__INSTRUCTIONS TO FOLLOW__.
Go through the data below and return each line where the string "suit" occurs.
Top of GIVEN INFORMATION
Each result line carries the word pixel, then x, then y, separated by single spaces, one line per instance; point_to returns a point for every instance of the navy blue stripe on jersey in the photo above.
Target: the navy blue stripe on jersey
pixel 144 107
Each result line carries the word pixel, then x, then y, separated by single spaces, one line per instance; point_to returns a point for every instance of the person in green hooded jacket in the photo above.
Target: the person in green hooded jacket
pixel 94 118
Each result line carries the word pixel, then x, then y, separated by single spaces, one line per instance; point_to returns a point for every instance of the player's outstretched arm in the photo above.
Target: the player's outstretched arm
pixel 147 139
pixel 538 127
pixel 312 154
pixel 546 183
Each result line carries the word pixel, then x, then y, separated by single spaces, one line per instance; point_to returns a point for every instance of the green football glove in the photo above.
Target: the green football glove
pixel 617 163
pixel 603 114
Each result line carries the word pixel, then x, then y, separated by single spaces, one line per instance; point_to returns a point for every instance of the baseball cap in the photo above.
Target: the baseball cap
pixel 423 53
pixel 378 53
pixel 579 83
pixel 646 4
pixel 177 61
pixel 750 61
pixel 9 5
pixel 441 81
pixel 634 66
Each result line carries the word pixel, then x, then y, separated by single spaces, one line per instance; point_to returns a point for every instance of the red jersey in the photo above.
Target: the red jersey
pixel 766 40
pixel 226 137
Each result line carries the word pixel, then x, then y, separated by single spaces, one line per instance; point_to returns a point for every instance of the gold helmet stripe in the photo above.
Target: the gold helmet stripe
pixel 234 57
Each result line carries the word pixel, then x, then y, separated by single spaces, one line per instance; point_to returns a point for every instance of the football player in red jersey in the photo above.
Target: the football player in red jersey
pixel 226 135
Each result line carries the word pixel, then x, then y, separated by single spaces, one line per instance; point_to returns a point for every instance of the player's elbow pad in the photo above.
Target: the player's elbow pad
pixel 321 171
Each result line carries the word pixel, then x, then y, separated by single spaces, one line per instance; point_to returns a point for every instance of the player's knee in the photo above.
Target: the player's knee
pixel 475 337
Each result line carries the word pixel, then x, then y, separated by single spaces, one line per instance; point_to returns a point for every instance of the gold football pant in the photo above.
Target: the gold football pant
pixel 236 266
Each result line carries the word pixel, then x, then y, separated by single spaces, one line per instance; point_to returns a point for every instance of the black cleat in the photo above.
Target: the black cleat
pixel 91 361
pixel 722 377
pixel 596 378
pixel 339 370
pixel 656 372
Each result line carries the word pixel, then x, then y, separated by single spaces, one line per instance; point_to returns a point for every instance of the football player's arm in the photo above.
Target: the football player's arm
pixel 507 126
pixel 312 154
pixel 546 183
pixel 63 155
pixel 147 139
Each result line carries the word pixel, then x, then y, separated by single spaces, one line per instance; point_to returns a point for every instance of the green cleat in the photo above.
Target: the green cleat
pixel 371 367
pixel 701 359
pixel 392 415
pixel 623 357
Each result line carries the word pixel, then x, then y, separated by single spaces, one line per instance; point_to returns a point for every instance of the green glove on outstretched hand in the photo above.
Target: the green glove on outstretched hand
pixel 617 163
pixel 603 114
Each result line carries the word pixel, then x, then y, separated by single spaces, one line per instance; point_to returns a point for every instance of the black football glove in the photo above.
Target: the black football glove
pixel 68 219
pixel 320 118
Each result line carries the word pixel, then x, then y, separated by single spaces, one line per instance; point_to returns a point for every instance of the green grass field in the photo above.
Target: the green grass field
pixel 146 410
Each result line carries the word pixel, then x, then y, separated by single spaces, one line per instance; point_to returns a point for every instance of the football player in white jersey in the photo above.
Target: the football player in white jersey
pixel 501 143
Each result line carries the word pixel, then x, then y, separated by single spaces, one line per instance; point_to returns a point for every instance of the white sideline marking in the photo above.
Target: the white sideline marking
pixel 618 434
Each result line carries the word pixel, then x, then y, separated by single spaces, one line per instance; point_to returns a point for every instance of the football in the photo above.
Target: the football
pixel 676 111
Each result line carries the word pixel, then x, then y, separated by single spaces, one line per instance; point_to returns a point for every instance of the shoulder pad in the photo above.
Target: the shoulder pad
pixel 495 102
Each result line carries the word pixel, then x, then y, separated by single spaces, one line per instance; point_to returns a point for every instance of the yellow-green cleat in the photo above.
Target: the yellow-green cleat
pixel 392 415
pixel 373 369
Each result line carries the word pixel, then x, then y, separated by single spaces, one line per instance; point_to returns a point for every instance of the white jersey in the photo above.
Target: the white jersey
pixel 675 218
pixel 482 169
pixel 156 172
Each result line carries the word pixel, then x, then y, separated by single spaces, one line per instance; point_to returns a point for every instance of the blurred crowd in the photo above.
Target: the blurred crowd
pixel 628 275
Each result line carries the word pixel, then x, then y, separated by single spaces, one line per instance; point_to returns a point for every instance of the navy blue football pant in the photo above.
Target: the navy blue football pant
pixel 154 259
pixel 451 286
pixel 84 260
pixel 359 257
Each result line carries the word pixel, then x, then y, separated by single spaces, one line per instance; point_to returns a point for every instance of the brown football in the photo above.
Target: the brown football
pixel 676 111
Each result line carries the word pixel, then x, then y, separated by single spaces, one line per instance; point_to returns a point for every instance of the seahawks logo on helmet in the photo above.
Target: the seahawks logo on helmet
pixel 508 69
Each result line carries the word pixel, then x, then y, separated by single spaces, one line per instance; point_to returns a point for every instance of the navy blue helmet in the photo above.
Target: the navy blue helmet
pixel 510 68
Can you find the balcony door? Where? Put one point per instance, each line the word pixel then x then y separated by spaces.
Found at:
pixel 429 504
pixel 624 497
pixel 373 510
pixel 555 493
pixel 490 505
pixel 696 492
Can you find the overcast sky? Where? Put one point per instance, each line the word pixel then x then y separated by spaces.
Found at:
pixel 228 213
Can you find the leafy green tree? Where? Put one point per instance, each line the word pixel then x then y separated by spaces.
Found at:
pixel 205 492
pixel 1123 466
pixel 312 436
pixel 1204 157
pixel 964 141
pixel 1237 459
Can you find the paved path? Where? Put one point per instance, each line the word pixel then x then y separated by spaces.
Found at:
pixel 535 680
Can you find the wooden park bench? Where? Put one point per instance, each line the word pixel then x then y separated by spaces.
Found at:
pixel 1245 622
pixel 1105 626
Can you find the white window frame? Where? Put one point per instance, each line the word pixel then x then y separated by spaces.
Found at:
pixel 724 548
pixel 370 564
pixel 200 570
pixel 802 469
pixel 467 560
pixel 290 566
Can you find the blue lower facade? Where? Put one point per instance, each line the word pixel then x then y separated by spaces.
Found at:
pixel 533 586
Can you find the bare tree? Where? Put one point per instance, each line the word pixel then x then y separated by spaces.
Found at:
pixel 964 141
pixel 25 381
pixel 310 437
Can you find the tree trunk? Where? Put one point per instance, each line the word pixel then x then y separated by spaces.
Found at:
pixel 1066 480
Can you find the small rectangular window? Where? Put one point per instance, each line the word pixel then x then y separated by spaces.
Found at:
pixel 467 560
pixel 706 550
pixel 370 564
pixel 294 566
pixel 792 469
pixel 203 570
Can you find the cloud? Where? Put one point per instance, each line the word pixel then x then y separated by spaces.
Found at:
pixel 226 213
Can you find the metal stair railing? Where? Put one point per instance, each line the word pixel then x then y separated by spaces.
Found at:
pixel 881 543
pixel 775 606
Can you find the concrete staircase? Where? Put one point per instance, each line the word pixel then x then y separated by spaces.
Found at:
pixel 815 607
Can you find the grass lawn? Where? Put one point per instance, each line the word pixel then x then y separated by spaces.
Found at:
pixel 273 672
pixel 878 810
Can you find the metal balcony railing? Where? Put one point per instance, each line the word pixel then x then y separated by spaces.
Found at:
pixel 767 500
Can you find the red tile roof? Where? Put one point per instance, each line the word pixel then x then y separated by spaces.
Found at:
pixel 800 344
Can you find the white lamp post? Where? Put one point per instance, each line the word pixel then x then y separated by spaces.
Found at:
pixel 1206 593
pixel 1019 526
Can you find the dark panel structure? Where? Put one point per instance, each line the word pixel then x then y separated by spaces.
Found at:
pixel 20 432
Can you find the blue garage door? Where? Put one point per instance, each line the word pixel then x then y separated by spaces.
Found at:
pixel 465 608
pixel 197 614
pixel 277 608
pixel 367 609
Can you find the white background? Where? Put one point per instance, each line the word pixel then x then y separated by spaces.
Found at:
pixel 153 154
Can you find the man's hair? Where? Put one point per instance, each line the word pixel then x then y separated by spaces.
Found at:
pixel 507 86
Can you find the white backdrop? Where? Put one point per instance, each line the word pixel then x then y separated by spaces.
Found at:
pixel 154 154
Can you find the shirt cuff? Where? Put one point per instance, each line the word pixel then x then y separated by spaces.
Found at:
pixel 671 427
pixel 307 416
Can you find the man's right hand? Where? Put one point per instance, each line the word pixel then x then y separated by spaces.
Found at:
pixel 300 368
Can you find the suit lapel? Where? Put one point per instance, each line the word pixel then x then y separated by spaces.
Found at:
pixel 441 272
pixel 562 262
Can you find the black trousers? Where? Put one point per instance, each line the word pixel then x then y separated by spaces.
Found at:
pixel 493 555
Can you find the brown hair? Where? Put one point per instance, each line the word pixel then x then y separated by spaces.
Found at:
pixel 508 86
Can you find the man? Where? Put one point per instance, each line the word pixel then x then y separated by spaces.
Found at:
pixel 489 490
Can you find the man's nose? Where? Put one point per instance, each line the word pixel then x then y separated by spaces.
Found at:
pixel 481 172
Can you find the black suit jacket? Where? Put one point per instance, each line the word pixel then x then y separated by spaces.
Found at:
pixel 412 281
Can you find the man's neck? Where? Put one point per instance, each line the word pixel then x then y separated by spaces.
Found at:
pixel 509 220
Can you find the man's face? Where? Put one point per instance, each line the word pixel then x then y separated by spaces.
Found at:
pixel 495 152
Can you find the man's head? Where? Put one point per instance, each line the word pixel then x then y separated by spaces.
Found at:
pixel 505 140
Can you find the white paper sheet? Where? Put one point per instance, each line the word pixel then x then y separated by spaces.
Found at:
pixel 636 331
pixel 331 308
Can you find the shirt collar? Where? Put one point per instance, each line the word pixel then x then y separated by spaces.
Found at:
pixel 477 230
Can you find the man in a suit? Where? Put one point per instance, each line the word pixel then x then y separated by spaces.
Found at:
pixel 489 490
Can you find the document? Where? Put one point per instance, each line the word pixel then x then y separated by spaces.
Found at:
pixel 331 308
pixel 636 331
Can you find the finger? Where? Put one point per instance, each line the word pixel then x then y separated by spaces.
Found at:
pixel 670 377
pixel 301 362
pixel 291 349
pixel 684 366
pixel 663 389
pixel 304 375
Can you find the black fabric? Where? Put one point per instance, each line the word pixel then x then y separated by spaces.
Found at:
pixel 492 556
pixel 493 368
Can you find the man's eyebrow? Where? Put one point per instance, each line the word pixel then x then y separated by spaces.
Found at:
Bottom of GIVEN INFORMATION
__YOUR SOLUTION__.
Can you find the suit lapel? Where? Put one point per instance, each line the word pixel then x then y separated by spaces.
Can you find the black suit jacket? Where? Put one point per instance, each line the word pixel then x then y separated by spaces.
Can you find the man in a suit? Where? Put one point per instance, each line the word pixel then x then y separated by spaces.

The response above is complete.